[Excerpt from a dataset]
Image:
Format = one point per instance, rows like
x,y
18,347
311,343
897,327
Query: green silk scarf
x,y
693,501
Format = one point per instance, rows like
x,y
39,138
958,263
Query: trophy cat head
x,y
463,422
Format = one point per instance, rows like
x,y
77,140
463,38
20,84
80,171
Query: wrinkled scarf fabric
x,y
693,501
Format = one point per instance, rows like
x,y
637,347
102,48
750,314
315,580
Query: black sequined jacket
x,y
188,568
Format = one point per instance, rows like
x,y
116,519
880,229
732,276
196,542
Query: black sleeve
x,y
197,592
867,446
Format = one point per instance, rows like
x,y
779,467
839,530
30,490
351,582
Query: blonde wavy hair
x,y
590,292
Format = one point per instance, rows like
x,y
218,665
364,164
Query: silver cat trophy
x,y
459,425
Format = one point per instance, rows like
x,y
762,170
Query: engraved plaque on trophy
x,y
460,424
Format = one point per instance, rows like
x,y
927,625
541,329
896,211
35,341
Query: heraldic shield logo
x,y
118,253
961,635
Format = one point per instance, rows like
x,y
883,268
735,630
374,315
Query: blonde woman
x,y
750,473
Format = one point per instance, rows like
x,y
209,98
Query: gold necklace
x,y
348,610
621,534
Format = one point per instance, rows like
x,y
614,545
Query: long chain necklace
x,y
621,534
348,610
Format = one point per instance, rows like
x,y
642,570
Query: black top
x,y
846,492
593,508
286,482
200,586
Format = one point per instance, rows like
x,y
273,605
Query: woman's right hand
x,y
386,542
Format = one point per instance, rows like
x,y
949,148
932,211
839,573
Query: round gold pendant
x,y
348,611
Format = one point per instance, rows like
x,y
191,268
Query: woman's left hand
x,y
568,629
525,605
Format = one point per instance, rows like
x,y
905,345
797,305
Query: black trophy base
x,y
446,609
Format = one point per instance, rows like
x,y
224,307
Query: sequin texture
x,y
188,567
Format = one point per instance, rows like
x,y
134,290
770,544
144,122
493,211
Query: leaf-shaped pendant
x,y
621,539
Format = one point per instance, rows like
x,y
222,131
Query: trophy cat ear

**PROBLEM**
Return each entry from the material above exactly as it appears.

**COMPLETED TASK**
Image:
Format = one point per instance, rows like
x,y
18,347
311,343
897,327
Query: green silk scarf
x,y
693,501
Format = one point per instance, rows like
x,y
39,138
958,263
Query: trophy cat head
x,y
463,422
Format = one point per instance, rows like
x,y
77,140
463,38
20,84
80,171
Query: wrinkled scarf fabric
x,y
693,501
Format = one point per instance, rows like
x,y
637,347
102,48
750,314
315,580
Query: black sequined jacket
x,y
188,568
Format = one point per instance, rows like
x,y
116,519
880,229
732,276
196,542
Query: black sleeve
x,y
197,592
867,446
Format = one point per instance, rows like
x,y
779,467
839,530
30,490
351,582
Query: blonde wavy hair
x,y
590,292
Format = one point per instance, rows like
x,y
218,665
364,164
Query: silver cat trophy
x,y
459,425
Format = one point per instance, rows like
x,y
762,170
Query: engraved plaque on trophy
x,y
460,424
Format = one point per instance, rows like
x,y
927,625
541,329
896,211
35,341
Query: heraldic shield logo
x,y
118,253
961,635
Format = one point per instance, rows like
x,y
883,268
735,630
374,315
Query: blonde woman
x,y
750,473
Format = one point per instance, rows like
x,y
209,98
Query: gold necklace
x,y
348,610
621,534
Format = one point per instance, rows like
x,y
614,545
Query: long chain necklace
x,y
621,534
348,610
Format = one point per instance, rows like
x,y
642,570
Query: black top
x,y
846,492
593,508
286,482
200,586
Format = one point per instance, rows like
x,y
273,605
Query: woman's right hand
x,y
386,542
Format = one point per instance, rows like
x,y
949,148
932,211
839,573
Query: round gold pendant
x,y
348,611
Format = one point per instance, rows like
x,y
191,268
Query: woman's left hand
x,y
568,629
525,605
Format = one point per instance, rows like
x,y
905,345
797,305
Query: black trophy base
x,y
446,609
Format = one point per instance, rows like
x,y
224,307
Query: sequin texture
x,y
188,567
Format = one point per instance, rows like
x,y
134,290
770,544
144,122
493,211
Query: leaf-shaped pendant
x,y
621,539
Format = one point per instance, rows like
x,y
222,131
Query: trophy cat ear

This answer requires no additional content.